# 指示:
資料から画像以外の行をすべて抜き出し、一字一句変えずに書き写すこと。

# 抜粋資料:

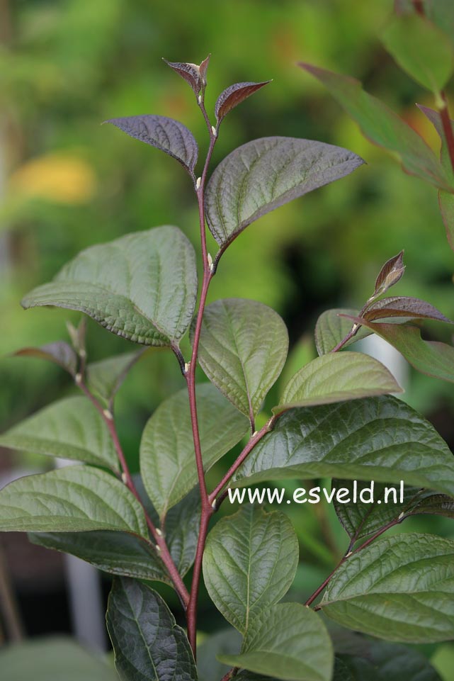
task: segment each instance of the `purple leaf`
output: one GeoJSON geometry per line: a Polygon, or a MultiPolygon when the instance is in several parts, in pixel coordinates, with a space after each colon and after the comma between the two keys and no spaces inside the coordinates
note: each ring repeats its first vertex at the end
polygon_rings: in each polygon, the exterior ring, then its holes
{"type": "Polygon", "coordinates": [[[130,137],[169,154],[194,176],[198,148],[192,133],[183,123],[166,116],[149,115],[110,118],[105,123],[112,123],[130,137]]]}
{"type": "Polygon", "coordinates": [[[412,319],[433,319],[438,322],[453,323],[430,303],[407,296],[384,298],[381,300],[377,300],[368,308],[363,317],[370,322],[392,317],[406,317],[412,319]]]}
{"type": "Polygon", "coordinates": [[[397,283],[404,271],[404,252],[401,251],[393,258],[390,258],[380,269],[375,281],[375,295],[381,296],[397,283]]]}
{"type": "Polygon", "coordinates": [[[16,357],[38,357],[39,359],[47,359],[48,361],[58,364],[66,371],[74,376],[77,368],[77,356],[68,343],[64,341],[57,341],[49,343],[38,348],[22,348],[13,354],[16,357]]]}
{"type": "Polygon", "coordinates": [[[267,80],[263,83],[235,83],[221,92],[215,107],[218,125],[232,108],[271,82],[267,80]]]}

# 本問の解答:
task: segment each instance of the `purple leaf`
output: one GeoJSON geometry per line: a Polygon, or a MultiPolygon when the instance is in several parts, in pixel coordinates, with a space after each colon and after the comma between the two keys and no spaces inside the coordinates
note: each ring repeats its first vertex at the end
polygon_rings: in each polygon, the exterior ring, then its holes
{"type": "Polygon", "coordinates": [[[130,137],[169,154],[194,176],[198,148],[192,133],[183,123],[166,116],[149,115],[110,118],[105,123],[112,123],[130,137]]]}
{"type": "Polygon", "coordinates": [[[412,319],[433,319],[438,322],[453,323],[430,303],[407,296],[384,298],[381,300],[377,300],[368,308],[363,317],[370,322],[392,317],[406,317],[412,319]]]}
{"type": "Polygon", "coordinates": [[[397,283],[404,271],[404,252],[401,251],[393,258],[390,258],[380,269],[375,281],[375,295],[381,296],[397,283]]]}
{"type": "Polygon", "coordinates": [[[16,357],[38,357],[39,359],[47,359],[48,361],[58,364],[66,371],[74,376],[77,368],[77,356],[68,343],[64,341],[57,341],[49,343],[38,348],[22,348],[13,354],[16,357]]]}
{"type": "Polygon", "coordinates": [[[267,80],[263,83],[235,83],[221,92],[215,107],[218,125],[232,108],[271,82],[267,80]]]}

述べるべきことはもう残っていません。